Environmental policy is, by it's very nature (pun!), ineffecient. Pollution is one of those rare problems that cannot be solved by a competitive free market. It's extremely difficult for people to "vote with thier dollars" for whatever company creates the least amount of long term negative environmental impact. Firstly, because that kind of thing is difficult to print on a label. Secondly, because nobody knows what the long term effects of what we do really is. So you have to dictate from the top.
But autocracy breeds corruption. And when you have to base your policy on "what if" and "just in case" and not, for example, 5000 years of careful scientific observation, the possibility for corruption becomes much more than a possibility. Corruption and waste run rampant in any system that is based more on faith and arguments from authority than on science because oversight and public scruitiny become extremely difficult, and environmental policy is no different.
Don't get me wrong. We need these laws...otherwise we go back to the days of rivers being so polluted that they catch on fire. But unless some serious and objective long-term study is done in all areas of environmental science, the solutions will always be very sub-optimal and may not, in fact, do anything to protect the long term health of the planet.
Reuse is becoming cheaper than disposal for lots of things.

Data
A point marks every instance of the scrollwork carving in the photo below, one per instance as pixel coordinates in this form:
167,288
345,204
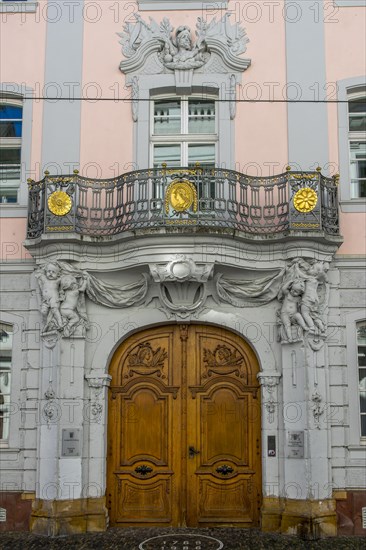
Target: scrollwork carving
223,360
177,50
304,295
145,360
63,288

Set tasks
• A. From the environmental policy passage, pull out everything from "Don't get me" down to "lots of things.".
• B. Answer these questions using the environmental policy passage:
(i) What does the passage say pollution is one of those rare problems that cannot be solved by?
(ii) What does it say rivers were once so polluted that they would do?
(iii) What does it say is becoming cheaper than disposal for lots of things?
The entries have no connection to the environmental policy passage.

Answers for the tasks
• A.
Don't get me wrong. We need these laws...otherwise we go back to the days of rivers being so polluted that they catch on fire. But unless some serious and objective long-term study is done in all areas of environmental science, the solutions will always be very sub-optimal and may not, in fact, do anything to protect the long term health of the planet.
Reuse is becoming cheaper than disposal for lots of things.

• B.
(i) A competitive free market.
(ii) Catch on fire.
(iii) Reuse.